==== PAGE EXCERPT ====
Well.
My mother in law died June 18, last year. She was diagnosed with lung cancer May 9, though she refused to have tests done beyond the first. She was afraid she would die under anesthesia.
We got the call in the morning, while she could still talk- by the time we got there, she couldn’t talk anymore. Couldn’t move either, though at that point, she was still focusing. The hospice minister was there, and had said a prayer before, though she’d often said she wasn’t sure about God anymore. His sisters were there already (they lived nearer, and to be honest, we weren’t as fast as we could have been. He didn’t want to go- he knew what would be happening. Human nature.) So his sisters said she seemed more at peace.
Maybe I was projecting, but she didn’t. She couldn’t comment, though.
So hours pass. The literature we got from the hospice implied that death used to be something that people saw, were accustomed to, since it happened at home. How? Desensitization? It’s easier to cope with if you see and hear it? This is a good thing? To not feel horrible as you listen to someone struggle to breathe?
====
REQUIRED TASKS>
[A] Answer these questions about the piece on the mother-in-law's death, one per line:
(i) On what date was she diagnosed with lung cancer?
(ii) Why did she refuse tests beyond the first?
(iii) Who said she seemed more at peace?
[B] From the piece on the mother-in-law's death, reproduce the passage from "My mother in" to "couldn’t comment, though." word for word.
[C] Write the next part of the piece on the mother-in-law's death, picking up right after its final sentence.
==== RECORDS PROVIDED ====
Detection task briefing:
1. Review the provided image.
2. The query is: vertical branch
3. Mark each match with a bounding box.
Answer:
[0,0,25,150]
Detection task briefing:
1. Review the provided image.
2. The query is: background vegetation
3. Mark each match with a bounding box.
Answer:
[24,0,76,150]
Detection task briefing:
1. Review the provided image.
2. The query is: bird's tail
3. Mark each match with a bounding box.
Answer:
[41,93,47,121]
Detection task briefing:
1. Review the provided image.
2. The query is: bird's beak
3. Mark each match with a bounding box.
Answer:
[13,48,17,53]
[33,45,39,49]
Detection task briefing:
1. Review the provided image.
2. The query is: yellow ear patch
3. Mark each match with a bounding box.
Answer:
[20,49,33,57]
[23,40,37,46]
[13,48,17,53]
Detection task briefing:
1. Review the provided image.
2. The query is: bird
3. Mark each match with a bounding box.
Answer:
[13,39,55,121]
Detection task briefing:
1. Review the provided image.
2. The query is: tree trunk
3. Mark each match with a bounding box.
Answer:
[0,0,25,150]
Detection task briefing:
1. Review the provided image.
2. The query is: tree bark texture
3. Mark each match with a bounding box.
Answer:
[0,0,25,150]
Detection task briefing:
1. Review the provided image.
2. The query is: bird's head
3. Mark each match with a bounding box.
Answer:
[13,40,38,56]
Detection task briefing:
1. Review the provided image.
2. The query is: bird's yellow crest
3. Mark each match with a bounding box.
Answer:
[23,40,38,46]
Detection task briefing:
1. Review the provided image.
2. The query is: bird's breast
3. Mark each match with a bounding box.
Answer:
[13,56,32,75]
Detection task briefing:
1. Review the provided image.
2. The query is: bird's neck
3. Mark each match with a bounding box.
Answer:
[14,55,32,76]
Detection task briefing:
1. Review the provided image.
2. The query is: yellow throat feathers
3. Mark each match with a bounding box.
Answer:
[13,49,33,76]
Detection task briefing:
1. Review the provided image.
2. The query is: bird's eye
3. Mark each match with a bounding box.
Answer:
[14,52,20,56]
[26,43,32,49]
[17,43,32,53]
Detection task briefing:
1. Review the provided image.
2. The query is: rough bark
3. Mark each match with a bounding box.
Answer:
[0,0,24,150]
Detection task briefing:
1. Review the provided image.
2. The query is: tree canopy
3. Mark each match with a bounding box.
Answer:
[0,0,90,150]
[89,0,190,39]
====
RESPONSES BY ITEM NUMBER>
[A]
(i) May 9
(ii) She was afraid she would die under anesthesia.
(iii) His sisters

[B]
My mother in law died June 18, last year. She was diagnosed with lung cancer May 9, though she refused to have tests done beyond the first. She was afraid she would die under anesthesia.
We got the call in the morning, while she could still talk- by the time we got there, she couldn’t talk anymore. Couldn’t move either, though at that point, she was still focusing. The hospice minister was there, and had said a prayer before, though she’d often said she wasn’t sure about God anymore. His sisters were there already (they lived nearer, and to be honest, we weren’t as fast as we could have been. He didn’t want to go- he knew what would be happening. Human nature.) So his sisters said she seemed more at peace.
Maybe I was projecting, but she didn’t. She couldn’t comment, though.

[C]
What do you do? Leave? You can’t, and still feel like a person, even if you don’t know if she knows you’re even there, even if you want to. Stay? Time stretches…just the sound of rattly breathing, because nobody feels like talking.
At the end- she stopped breathing, and his sisters started crying. I went over to him, he was standing where she could see him, and she jerked, then gasped. Stupid thought, hope, she’s still alive, they’re wrong! And then she stopped.
So. My mother has congestive heart failure, and her lungs keep filling up and she has to go to the hospital. Same kind of sound. It’s odd, how a sound can make you cringe- I keep having dreams that she’s his mom. For the record, it happens when she cheats on her salt, and she’s not in massive danger, just my connecting the two events.
Thanks for listening. I can’t really talk about it, it hurts the people around me, on either side.